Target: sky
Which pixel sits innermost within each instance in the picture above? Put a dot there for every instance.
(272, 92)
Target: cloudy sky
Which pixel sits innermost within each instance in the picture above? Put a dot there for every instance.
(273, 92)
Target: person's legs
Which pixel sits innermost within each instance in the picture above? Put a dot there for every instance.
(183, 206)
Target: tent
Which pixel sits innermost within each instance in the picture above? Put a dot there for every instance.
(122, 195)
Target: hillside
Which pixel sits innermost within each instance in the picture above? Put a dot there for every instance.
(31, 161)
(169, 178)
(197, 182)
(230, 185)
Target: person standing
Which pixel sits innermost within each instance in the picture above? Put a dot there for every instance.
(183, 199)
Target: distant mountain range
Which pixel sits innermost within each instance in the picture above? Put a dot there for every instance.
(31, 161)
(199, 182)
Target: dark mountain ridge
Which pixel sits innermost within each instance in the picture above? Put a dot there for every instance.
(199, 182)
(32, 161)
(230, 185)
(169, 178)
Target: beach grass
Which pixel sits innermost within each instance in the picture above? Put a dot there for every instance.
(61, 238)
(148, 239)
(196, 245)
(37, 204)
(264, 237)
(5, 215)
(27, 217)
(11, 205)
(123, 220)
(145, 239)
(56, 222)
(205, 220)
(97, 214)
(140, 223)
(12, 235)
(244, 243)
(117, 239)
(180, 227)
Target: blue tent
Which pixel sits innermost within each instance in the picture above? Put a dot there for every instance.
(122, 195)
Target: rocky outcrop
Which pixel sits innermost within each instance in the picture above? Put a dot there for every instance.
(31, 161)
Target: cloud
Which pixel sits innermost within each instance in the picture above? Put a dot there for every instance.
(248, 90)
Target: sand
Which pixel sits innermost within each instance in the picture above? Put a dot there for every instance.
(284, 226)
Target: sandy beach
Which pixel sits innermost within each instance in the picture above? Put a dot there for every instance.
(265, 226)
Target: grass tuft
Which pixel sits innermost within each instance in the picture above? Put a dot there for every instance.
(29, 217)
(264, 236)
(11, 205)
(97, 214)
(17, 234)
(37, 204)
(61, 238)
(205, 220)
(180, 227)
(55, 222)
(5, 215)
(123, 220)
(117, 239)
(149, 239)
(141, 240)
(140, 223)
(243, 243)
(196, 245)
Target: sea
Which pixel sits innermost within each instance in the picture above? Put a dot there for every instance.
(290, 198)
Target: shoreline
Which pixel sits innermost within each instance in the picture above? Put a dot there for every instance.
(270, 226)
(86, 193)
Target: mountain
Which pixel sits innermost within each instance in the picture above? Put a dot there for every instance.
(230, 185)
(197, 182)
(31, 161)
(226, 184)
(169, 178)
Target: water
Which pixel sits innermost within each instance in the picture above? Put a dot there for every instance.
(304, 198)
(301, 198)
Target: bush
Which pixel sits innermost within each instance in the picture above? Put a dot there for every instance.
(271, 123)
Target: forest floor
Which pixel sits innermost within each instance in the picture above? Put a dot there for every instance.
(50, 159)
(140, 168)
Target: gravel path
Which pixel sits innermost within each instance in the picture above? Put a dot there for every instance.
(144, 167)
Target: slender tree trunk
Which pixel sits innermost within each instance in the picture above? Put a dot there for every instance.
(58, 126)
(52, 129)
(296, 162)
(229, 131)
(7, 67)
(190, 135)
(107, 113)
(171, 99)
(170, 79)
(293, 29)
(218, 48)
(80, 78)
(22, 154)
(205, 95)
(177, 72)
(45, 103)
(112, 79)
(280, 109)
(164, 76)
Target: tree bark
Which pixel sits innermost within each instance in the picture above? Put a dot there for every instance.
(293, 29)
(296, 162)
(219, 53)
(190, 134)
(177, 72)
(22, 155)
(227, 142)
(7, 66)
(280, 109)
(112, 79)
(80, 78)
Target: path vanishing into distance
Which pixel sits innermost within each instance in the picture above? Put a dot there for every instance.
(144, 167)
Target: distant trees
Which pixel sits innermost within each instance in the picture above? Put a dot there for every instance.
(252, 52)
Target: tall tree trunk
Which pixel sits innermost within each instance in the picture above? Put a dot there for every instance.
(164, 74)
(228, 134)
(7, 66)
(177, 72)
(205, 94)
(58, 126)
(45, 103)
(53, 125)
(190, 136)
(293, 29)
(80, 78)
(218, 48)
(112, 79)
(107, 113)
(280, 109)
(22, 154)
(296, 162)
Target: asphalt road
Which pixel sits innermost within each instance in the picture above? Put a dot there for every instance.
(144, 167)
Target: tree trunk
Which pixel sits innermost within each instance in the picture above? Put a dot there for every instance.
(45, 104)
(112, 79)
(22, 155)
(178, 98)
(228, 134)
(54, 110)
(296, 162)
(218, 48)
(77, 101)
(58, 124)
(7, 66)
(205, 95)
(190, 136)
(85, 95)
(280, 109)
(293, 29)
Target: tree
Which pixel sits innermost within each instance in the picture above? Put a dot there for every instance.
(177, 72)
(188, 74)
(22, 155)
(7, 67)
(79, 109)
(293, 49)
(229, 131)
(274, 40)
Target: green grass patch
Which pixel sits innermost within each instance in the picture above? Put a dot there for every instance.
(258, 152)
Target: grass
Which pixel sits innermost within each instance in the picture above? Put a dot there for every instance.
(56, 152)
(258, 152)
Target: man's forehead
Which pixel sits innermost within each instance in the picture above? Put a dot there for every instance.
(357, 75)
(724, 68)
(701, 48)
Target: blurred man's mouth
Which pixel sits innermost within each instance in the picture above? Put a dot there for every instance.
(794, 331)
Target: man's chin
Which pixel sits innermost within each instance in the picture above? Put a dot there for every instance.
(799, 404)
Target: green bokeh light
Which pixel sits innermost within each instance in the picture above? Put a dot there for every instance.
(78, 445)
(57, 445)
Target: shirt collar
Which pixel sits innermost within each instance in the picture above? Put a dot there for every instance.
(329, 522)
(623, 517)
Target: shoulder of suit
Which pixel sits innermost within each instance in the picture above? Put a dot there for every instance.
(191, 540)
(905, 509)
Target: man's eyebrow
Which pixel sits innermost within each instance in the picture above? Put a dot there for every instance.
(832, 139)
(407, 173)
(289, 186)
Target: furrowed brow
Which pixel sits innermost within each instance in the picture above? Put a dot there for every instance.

====

**WHAT IS NEEDED:** Convert every item above into a numbered list, one line per number, and drop any blank lines.

**EXERCISE SOLUTION:**
1. Target: sky
2. Which pixel sits innermost within each instance in the picture above? Put a dot there for every instance.
3. (272, 92)
4. Target: cloudy sky
5. Which pixel sits innermost within each instance in the picture above? Put a dot there for every instance.
6. (273, 92)
7. Target: person's legs
8. Which pixel sits innermost within each instance in the picture above? Put a dot there for every instance.
9. (183, 206)
10. Target: tent
11. Which pixel sits innermost within each instance in the picture above? Put a dot there for every instance.
12. (122, 195)
13. Target: hillside
14. Which pixel sits innermost within each instance in the picture above? Put a dot there for every instance.
15. (31, 161)
16. (169, 178)
17. (197, 182)
18. (230, 185)
19. Target: person standing
20. Which pixel sits innermost within each instance in the picture above? Put a dot there for every instance.
21. (183, 199)
22. Target: distant mountain range
23. Which pixel sits innermost within each instance in the picture above? Put a dot there for every instance.
24. (31, 161)
25. (199, 182)
26. Target: dark mountain ridge
27. Which pixel sits innermost within each instance in the picture above? Put a dot there for every instance.
28. (199, 182)
29. (32, 161)
30. (230, 185)
31. (169, 178)
32. Target: beach grass
33. Which pixel sits innermost within each instance in the picture above? Put a dot there for every instance.
34. (61, 238)
35. (148, 239)
36. (196, 245)
37. (37, 204)
38. (264, 237)
39. (5, 215)
40. (27, 217)
41. (11, 205)
42. (123, 220)
43. (145, 239)
44. (56, 222)
45. (205, 220)
46. (97, 214)
47. (140, 223)
48. (12, 235)
49. (244, 243)
50. (117, 239)
51. (180, 227)
52. Target: blue tent
53. Which pixel sits innermost within each instance in the picture above? Put a dot there for every instance.
54. (122, 195)
55. Target: rocky outcrop
56. Which pixel sits innermost within each instance in the picture above? Put a dot there for every instance.
57. (31, 161)
58. Target: cloud
59. Which pixel sits innermost within each instance in the picture above? Put a dot there for every instance.
60. (248, 90)
61. Target: sand
62. Which pixel sits innermost within each instance in the picture above? Put a dot there for every instance.
63. (284, 226)
64. Target: sandy beach
65. Which pixel sits innermost within each instance in the picture above? Put a dot there for every instance.
66. (265, 226)
67. Target: grass tuft
68. Which pixel sits innermost within each instance in the picture above? Put a dot there for every instance.
69. (29, 217)
70. (264, 236)
71. (11, 205)
72. (97, 214)
73. (17, 234)
74. (37, 204)
75. (61, 238)
76. (205, 220)
77. (180, 227)
78. (55, 222)
79. (5, 215)
80. (123, 220)
81. (117, 239)
82. (149, 239)
83. (141, 240)
84. (140, 223)
85. (243, 243)
86. (196, 245)
87. Target: sea
88. Which pixel sits innermost within each instance in the picture above? Put a dot there for every instance.
89. (290, 198)
90. Target: shoreline
91. Which pixel sits innermost within each instance in the picture above? Put a dot there for every instance.
92. (270, 226)
93. (86, 193)
94. Target: mountain
95. Which pixel sits innermost within each instance in the picture above? Put a dot there for every instance.
96. (230, 185)
97. (197, 182)
98. (31, 161)
99. (226, 184)
100. (169, 178)
101. Target: water
102. Which pixel sits innermost within each instance in the picture above? Put a dot there for every instance.
103. (304, 198)
104. (301, 198)
105. Target: bush
106. Which pixel sits innermost within each instance in the picture above? Put a dot there for every instance.
107. (271, 123)
108. Target: forest floor
109. Which pixel sits innermost within each instance in the picture above? Put a dot there for every instance.
110. (50, 159)
111. (140, 168)
112. Target: gravel path
113. Which pixel sits innermost within each instance in the picture above? Put a dot there for every instance.
114. (144, 167)
115. Target: slender tree trunk
116. Which pixel sits innermost within each instance in the picture above? Put a dot there for every instance.
117. (58, 126)
118. (52, 129)
119. (296, 162)
120. (229, 131)
121. (7, 67)
122. (190, 135)
123. (107, 113)
124. (171, 99)
125. (170, 79)
126. (293, 29)
127. (218, 48)
128. (80, 78)
129. (22, 154)
130. (205, 95)
131. (177, 72)
132. (45, 103)
133. (112, 79)
134. (280, 109)
135. (164, 76)
136. Target: tree bark
137. Which pixel sits innermost within each instance in the picture above? Put a dot there for every instance.
138. (293, 29)
139. (296, 162)
140. (219, 53)
141. (190, 134)
142. (177, 72)
143. (22, 155)
144. (227, 142)
145. (7, 66)
146. (280, 109)
147. (112, 79)
148. (80, 78)
149. Target: path vanishing into distance
150. Which pixel sits innermost within each instance in the picture above? Put a dot there for every instance.
151. (144, 167)
152. Target: distant trees
153. Which pixel sits innermost within each instance in the picture above? Put a dot there for every instance.
154. (252, 52)
155. Target: tall tree trunk
156. Which pixel sits innermost within each instance in the picture above? Put a dot there for every instance.
157. (164, 74)
158. (228, 134)
159. (7, 66)
160. (177, 72)
161. (205, 94)
162. (58, 126)
163. (45, 103)
164. (53, 125)
165. (190, 136)
166. (293, 29)
167. (80, 78)
168. (218, 48)
169. (112, 79)
170. (107, 113)
171. (280, 109)
172. (22, 154)
173. (296, 162)
174. Target: asphalt road
175. Which pixel sits innermost within each instance in the picture above? Put a dot there for every instance.
176. (144, 167)
177. Target: tree trunk
178. Which pixel sits innermost within each instance in the picture above? Put a dot there for every instance.
179. (45, 104)
180. (112, 79)
181. (22, 155)
182. (178, 98)
183. (228, 134)
184. (54, 110)
185. (296, 162)
186. (218, 48)
187. (77, 101)
188. (58, 124)
189. (7, 66)
190. (205, 95)
191. (190, 136)
192. (85, 95)
193. (280, 109)
194. (293, 29)
195. Target: tree
196. Which pixel sits innermost within each instance in the picture above? Put a dot there for every instance.
197. (177, 72)
198. (188, 74)
199. (22, 155)
200. (7, 67)
201. (79, 109)
202. (293, 49)
203. (229, 131)
204. (274, 40)
205. Target: green grass patch
206. Which pixel sits innermost within each instance in the picture above? Put a dot there for every instance.
207. (258, 152)
208. Target: grass
209. Which pixel sits innermost within each instance in the picture above? Put a dot there for every instance.
210. (56, 152)
211. (258, 152)
212. Target: man's forehead
213. Which pixel sits innermost within each instance in the picture above? Put a dot there for every instance.
214. (357, 75)
215. (724, 68)
216. (701, 48)
217. Target: blurred man's mouth
218. Which pixel sits innermost within each instance in the picture above? Put a dot there for every instance.
219. (794, 331)
220. Target: man's chin
221. Which pixel sits innermost within each instance in the picture above? Put a dot there for every instance.
222. (799, 404)
223. Target: green bokeh light
224. Which pixel sits innermost within each instance in the picture above? Put a dot there for every instance.
225. (78, 445)
226. (57, 445)
227. Target: shirt collar
228. Which pixel sits innermost within each instance in the picture above? Put a dot there for every instance.
229. (329, 522)
230. (623, 517)
231. Target: shoulder of suit
232. Which pixel sits innermost within each instance in the picture above? Put a dot there for every instance.
233. (191, 540)
234. (905, 509)
235. Target: man's eyebrow
236. Which pixel sits innermost within each instance in the picture above? Put a dot there for every instance.
237. (832, 139)
238. (407, 173)
239. (289, 186)
240. Target: furrowed brow
241. Which pixel sits innermost within each instance in the picture above? Put a dot there for every instance.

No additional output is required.